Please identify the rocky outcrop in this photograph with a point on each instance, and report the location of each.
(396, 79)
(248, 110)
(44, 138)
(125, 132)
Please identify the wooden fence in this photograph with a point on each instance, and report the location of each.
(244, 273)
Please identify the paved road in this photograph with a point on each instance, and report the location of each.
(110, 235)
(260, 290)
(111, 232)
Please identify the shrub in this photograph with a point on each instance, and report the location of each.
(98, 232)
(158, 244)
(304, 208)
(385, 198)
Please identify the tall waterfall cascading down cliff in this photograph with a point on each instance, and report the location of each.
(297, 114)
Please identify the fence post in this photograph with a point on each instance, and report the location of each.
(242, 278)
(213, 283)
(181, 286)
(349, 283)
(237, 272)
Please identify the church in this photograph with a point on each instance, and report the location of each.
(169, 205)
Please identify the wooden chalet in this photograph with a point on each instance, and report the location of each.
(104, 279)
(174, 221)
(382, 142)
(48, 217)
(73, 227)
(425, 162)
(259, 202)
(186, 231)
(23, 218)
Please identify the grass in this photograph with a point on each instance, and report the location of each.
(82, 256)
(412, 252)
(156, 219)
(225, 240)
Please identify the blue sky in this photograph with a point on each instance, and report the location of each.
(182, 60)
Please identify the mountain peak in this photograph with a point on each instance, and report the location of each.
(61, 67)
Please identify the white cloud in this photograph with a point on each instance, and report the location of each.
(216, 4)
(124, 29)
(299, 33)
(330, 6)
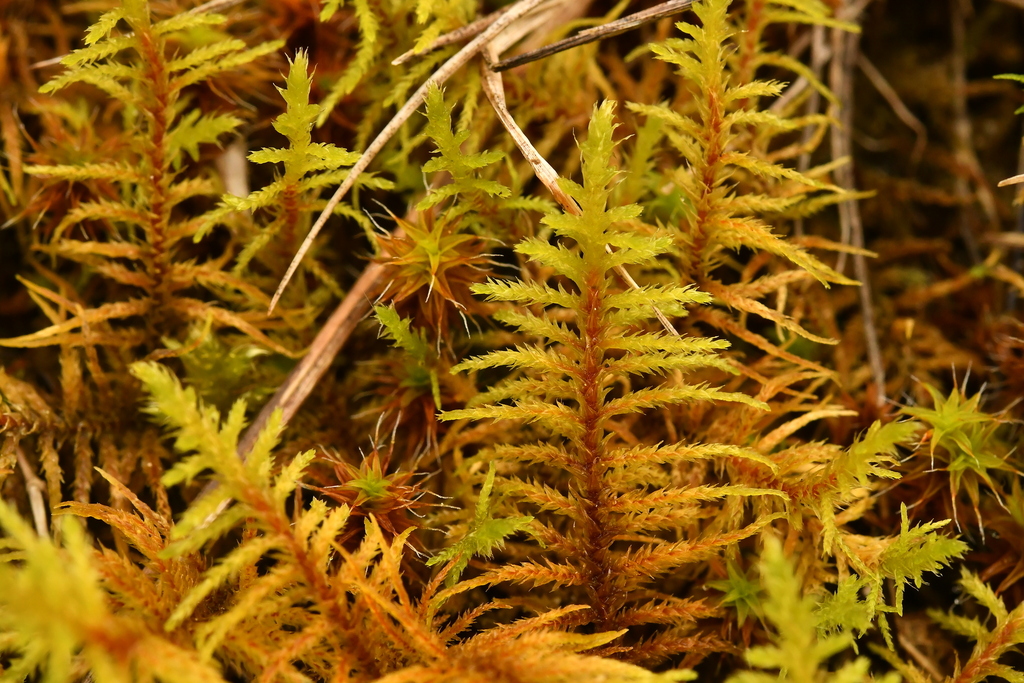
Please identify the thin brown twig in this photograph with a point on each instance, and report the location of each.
(964, 138)
(608, 30)
(35, 487)
(457, 61)
(845, 49)
(463, 33)
(819, 57)
(325, 347)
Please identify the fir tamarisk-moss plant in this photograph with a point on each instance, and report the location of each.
(610, 503)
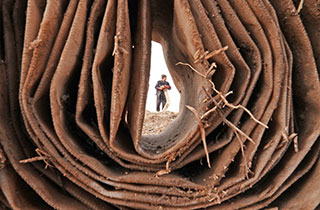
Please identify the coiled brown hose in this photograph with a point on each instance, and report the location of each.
(74, 77)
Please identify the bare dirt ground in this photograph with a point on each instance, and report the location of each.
(155, 122)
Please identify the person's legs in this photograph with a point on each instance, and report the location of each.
(164, 101)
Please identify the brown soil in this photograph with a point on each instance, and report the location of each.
(156, 122)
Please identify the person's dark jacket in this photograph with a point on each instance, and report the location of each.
(159, 84)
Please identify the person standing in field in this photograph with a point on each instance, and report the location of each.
(160, 87)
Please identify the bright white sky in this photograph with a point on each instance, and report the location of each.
(158, 67)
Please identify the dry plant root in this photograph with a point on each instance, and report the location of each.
(42, 156)
(202, 132)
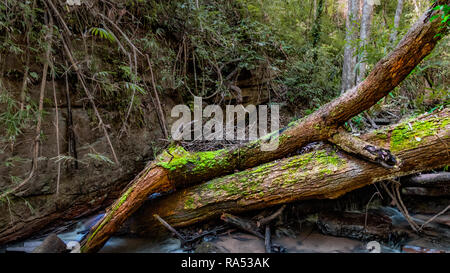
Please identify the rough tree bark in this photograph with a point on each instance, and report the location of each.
(177, 168)
(321, 174)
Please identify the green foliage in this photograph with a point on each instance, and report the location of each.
(102, 33)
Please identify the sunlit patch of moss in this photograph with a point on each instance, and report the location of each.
(122, 199)
(177, 157)
(409, 135)
(190, 203)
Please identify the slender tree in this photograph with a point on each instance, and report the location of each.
(348, 71)
(366, 21)
(398, 15)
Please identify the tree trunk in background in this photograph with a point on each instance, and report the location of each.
(180, 169)
(317, 28)
(321, 174)
(351, 24)
(398, 15)
(366, 21)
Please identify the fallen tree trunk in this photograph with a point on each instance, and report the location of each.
(177, 168)
(321, 174)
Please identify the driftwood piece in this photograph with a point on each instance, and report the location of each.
(357, 146)
(163, 174)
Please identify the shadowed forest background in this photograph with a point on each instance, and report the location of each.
(86, 91)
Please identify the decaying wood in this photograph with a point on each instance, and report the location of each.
(357, 146)
(321, 125)
(430, 178)
(317, 175)
(422, 191)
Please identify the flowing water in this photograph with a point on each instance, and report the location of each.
(309, 239)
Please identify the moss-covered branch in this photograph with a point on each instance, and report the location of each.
(324, 173)
(184, 169)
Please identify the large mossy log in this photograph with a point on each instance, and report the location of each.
(178, 168)
(419, 145)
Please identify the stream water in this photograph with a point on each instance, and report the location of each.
(308, 239)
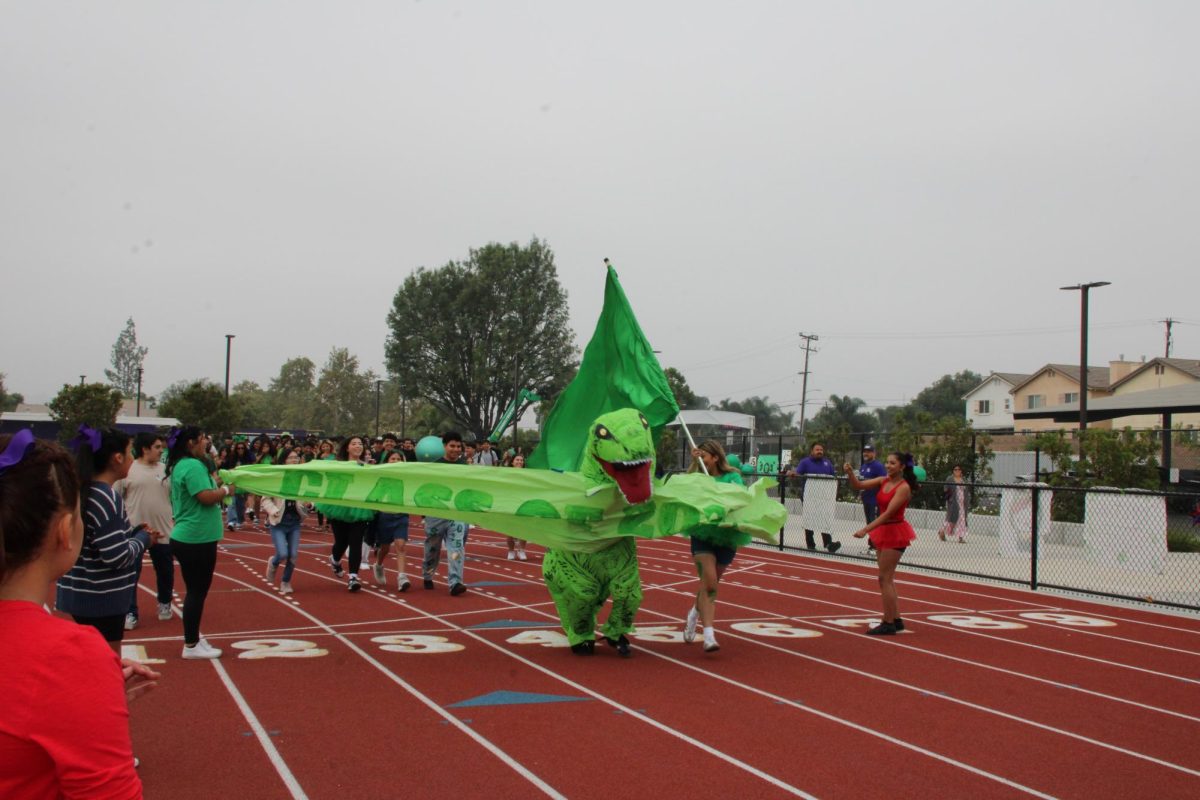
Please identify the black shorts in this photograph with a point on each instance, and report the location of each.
(724, 554)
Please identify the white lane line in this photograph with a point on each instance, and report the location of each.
(503, 757)
(273, 755)
(935, 693)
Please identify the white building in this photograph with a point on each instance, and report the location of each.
(989, 405)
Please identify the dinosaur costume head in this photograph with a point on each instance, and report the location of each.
(621, 451)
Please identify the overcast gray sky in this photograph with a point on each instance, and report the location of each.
(911, 181)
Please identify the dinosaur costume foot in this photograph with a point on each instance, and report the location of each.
(621, 645)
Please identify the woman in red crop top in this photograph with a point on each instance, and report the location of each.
(889, 531)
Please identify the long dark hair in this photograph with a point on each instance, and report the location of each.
(90, 462)
(907, 461)
(179, 450)
(33, 492)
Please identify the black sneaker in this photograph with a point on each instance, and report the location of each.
(621, 645)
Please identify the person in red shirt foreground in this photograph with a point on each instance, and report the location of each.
(65, 721)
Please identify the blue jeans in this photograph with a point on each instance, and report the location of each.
(163, 573)
(454, 533)
(286, 537)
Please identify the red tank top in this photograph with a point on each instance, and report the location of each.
(883, 497)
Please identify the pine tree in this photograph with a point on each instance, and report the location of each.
(127, 359)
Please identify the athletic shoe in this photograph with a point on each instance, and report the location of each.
(202, 649)
(621, 644)
(689, 629)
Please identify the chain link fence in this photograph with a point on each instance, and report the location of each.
(1127, 543)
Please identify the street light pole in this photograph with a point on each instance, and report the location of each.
(378, 384)
(228, 348)
(1083, 288)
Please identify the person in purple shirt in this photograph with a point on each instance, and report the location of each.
(816, 463)
(867, 470)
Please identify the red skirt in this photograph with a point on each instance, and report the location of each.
(893, 535)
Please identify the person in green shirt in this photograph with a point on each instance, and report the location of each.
(712, 547)
(196, 503)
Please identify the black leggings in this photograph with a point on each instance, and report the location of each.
(348, 540)
(197, 563)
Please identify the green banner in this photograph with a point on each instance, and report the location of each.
(544, 506)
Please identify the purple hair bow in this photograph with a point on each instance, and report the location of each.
(87, 435)
(18, 446)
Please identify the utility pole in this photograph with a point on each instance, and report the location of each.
(1169, 324)
(809, 338)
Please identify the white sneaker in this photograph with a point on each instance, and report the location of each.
(202, 649)
(689, 629)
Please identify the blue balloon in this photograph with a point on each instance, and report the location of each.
(430, 449)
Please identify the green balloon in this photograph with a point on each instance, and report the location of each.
(430, 449)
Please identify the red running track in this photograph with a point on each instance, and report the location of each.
(995, 692)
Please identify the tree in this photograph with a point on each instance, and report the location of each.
(767, 415)
(127, 359)
(95, 404)
(469, 335)
(293, 394)
(202, 403)
(345, 396)
(9, 402)
(943, 397)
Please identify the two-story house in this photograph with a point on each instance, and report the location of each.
(989, 405)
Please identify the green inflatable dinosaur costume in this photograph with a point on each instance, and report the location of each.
(619, 451)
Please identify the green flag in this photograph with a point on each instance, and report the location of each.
(618, 371)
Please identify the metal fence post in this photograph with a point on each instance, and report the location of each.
(1035, 507)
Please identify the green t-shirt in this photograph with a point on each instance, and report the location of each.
(195, 522)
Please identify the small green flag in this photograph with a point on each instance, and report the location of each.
(619, 370)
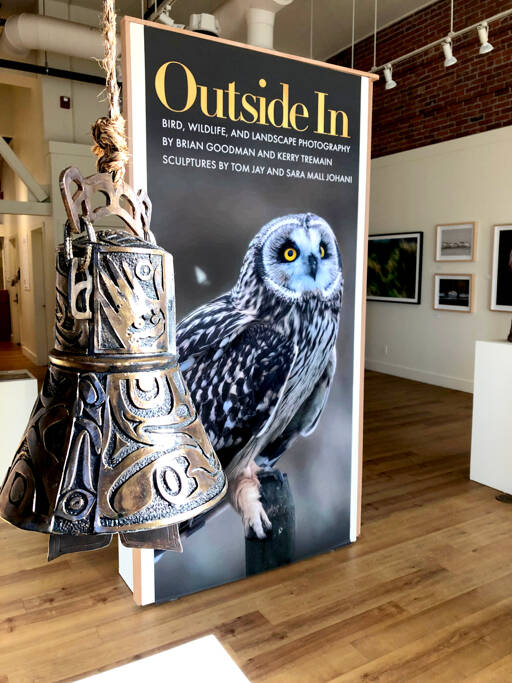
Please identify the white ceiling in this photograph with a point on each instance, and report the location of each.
(332, 19)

□ □ □

■ TO DO:
Reproduce the entire listing, substituting "image" for every occurrence of "photograph" and leaving everything else unchanged. Omit the pictures from your answer.

■ RESULT FOR THIS TASK:
Please identify the rocky outcrop in this image with a point on each instance, and report the location of each.
(396, 79)
(248, 110)
(44, 138)
(125, 132)
Please identify the wooden fence in this image with a point on each instance, and report the location of each.
(244, 273)
Please identify the paved road in this image with a point on each instance, and report the location of each.
(110, 235)
(260, 290)
(111, 232)
Please identify the shrub in this image with a point on each instance, and report the location of each.
(98, 232)
(158, 244)
(304, 208)
(385, 198)
Please identify the tall waterfall cascading down cliff in this image with a point on each instance, and report the location of each.
(297, 114)
Please identify the fence post in this image with a point on each instance, and report the location of each.
(242, 278)
(213, 283)
(181, 286)
(349, 283)
(237, 272)
Please identify the church in this image with a point on each instance, and report the location of each.
(169, 205)
Please identify the wooden chalet in this image with a point on each instance, and report the location of each.
(104, 279)
(174, 221)
(382, 142)
(48, 217)
(73, 227)
(425, 162)
(259, 202)
(186, 231)
(23, 218)
Please identify the grass in this image with a point on each instance, and report the location of each.
(82, 256)
(412, 252)
(156, 219)
(225, 240)
Please identify the blue sky in this image with a point on each instance, and report the location of each.
(182, 60)
Please identify the mountain peak in this image with a point on each instance, and report the location of each.
(61, 67)
Please identify the white cloud in this image with a point on each instance, and report the location of each.
(216, 4)
(124, 29)
(299, 33)
(330, 6)
Please identify the thin brown twig in this image with a point on each instance, and report the location of each.
(964, 138)
(608, 30)
(35, 487)
(457, 61)
(845, 49)
(463, 33)
(819, 57)
(325, 347)
Please identify the fir tamarisk-moss plant in this image with a point on each instance, and report the location of each.
(610, 503)
Please identify the coiled brown hose in this image with a point on each instance, and report the location of each.
(74, 77)
Please identify the bare dirt ground in this image with a point on each instance, and report the location of each.
(155, 122)
Please identify the person's legs in this image with a point on each instance, and report the location of each.
(164, 101)
Please identify the brown soil in this image with a point on each instance, and report the location of each.
(156, 122)
Please identify the person's dark jacket in this image with a point on each instance, and report the location of each.
(159, 84)
Please identify the person standing in field in this image with a point on each instance, and report the location of each.
(160, 87)
Please identify the bright white sky in this image with a point on each instance, and report the location of each.
(158, 67)
Please identify the dry plant root in this image with a point on each instance, and report the location of each.
(42, 156)
(202, 132)
Please identify the rough tree bark in this image with a point on each instance, and report the location of each.
(177, 168)
(321, 174)
Please identify the green foliage in this image with a point on each instance, and report the location of each.
(102, 33)
Please identify the sunlit patch of moss in this image with a point on each instance, and report the location of each.
(122, 199)
(177, 157)
(409, 135)
(190, 203)
Please identify the slender tree in this image with a point on each instance, and report the location of each.
(348, 71)
(366, 21)
(398, 15)
Please identify the tree trunk in background in this image with a point on each instance, and report the location of each.
(180, 169)
(317, 28)
(321, 174)
(351, 24)
(398, 15)
(366, 21)
Please identify the fallen tree trunk in this image with a point on each instance, and report the location of each.
(177, 168)
(321, 174)
Please identify the driftwood piece in this image with a point on each instance, and report the location of each.
(357, 146)
(163, 174)
Please identify the shadowed forest background in this image with a point on each instance, and report the location of each.
(86, 91)
Please identify the decaying wood in this image with a point on each instance, and report the location of each.
(357, 146)
(321, 125)
(430, 178)
(317, 175)
(422, 191)
Please identify the flowing water in this image with a point on each instance, and report the location of each.
(309, 239)
Please identify the moss-covered branch in this image with a point on each instance, and report the location of each.
(324, 173)
(184, 169)
Please identify the large mossy log in this image with a point on each instance, and report the location of each.
(178, 168)
(419, 145)
Please identify the stream water in this image with a point on each instance, and report the location of each.
(308, 239)
Please identify the black shorts in this image with a point on each instance, and report the location of each.
(724, 554)
Please identify the white lane line in this image with a point on each instance, and report the location of each.
(503, 757)
(273, 755)
(935, 693)
Please identify the white building in this image with a point on each instance, and report the location of each.
(989, 405)
Please identify the dinosaur costume head in this image with a point on each instance, and report the location of each.
(621, 451)
Please identify the overcast gray sky in this image with a point on each instance, and report the location of each.
(911, 181)
Please identify the dinosaur costume foot in this image with a point on each instance, and report the location of each.
(621, 645)
Please identify the woman in red crop top in this image with a point on each instance, and report the location of each.
(889, 531)
Please identify the long dark hair in this image with a point on each instance, and report the location of each.
(90, 462)
(907, 461)
(179, 450)
(33, 492)
Please identify the black sneaker in this image with a point on each instance, and report the location of each.
(621, 645)
Please identify the person in red shirt foreground in this image with a point on each instance, and report the location of each.
(65, 721)
Please identify the blue jeans in this image with a point on each instance, and report the location of each.
(163, 573)
(454, 533)
(286, 537)
Please identify the red tank top in this image with a point on each instance, and report the location of each.
(883, 497)
Please identify the pine tree in this image with a point on each instance, and report the location of each.
(127, 359)
Please identify the athletic shoe in this image with a point on each instance, and report the location of each.
(202, 649)
(621, 644)
(689, 629)
Please identify the chain link fence in this image with a point on each instance, and report the location of each.
(1127, 543)
Please identify the street light pole in this image with a point on each instance, and report the location of each.
(378, 384)
(228, 348)
(1083, 288)
Please identify the person in purple shirt in this image with a point on each instance, and report the location of each.
(816, 463)
(867, 470)
Please identify the red skirt in this image with a point on each instance, and report the location of each.
(893, 535)
Please identify the person in green shirt in this image with a point on each instance, and report the location of each.
(712, 547)
(196, 503)
Please identify the black leggings in this image with a point on each instance, and report the location of each.
(348, 540)
(197, 563)
Please identify the green banner in this image with a point on each instance, and report the location of each.
(544, 506)
Please identify the purple hair bow in this image with a point on each instance, and report the location of each.
(87, 435)
(18, 446)
Please identify the utility pole in this image with a point on each instance, and report the location of each.
(1169, 324)
(809, 338)
Please identify the white sneaker in this image with a point on each instance, and report the location of each.
(202, 649)
(689, 629)
Please identify the blue balloon in this image with a point on each instance, and report the location of each.
(430, 449)
Please identify the green balloon in this image with a point on each instance, and report the location of each.
(430, 449)
Please identify the red running track in this image with a point on each instance, and report the location of each.
(995, 692)
Please identify the tree in this image with a point on each instance, and report the location of each.
(767, 415)
(127, 359)
(95, 404)
(469, 335)
(293, 394)
(202, 403)
(345, 396)
(9, 402)
(943, 397)
Please identify the two-story house in this image with a point on each instance, and report the location of each.
(989, 405)
Please identify the green inflatable dinosaur costume in this image with a point on each instance, and report the location of each.
(619, 451)
Please identify the green flag in this image with a point on each instance, and report the location of each.
(618, 371)
Please identify the metal fence post in this image with a point on each instance, and report the location of each.
(1035, 507)
Please identify the green t-shirt in this image with a point on each instance, and report the location of each.
(195, 522)
Please identify the small green flag in this image with a point on each instance, and report the location of each.
(619, 370)
Please identify the white ceiling in this image with a point on each instance, and report the location of each.
(332, 19)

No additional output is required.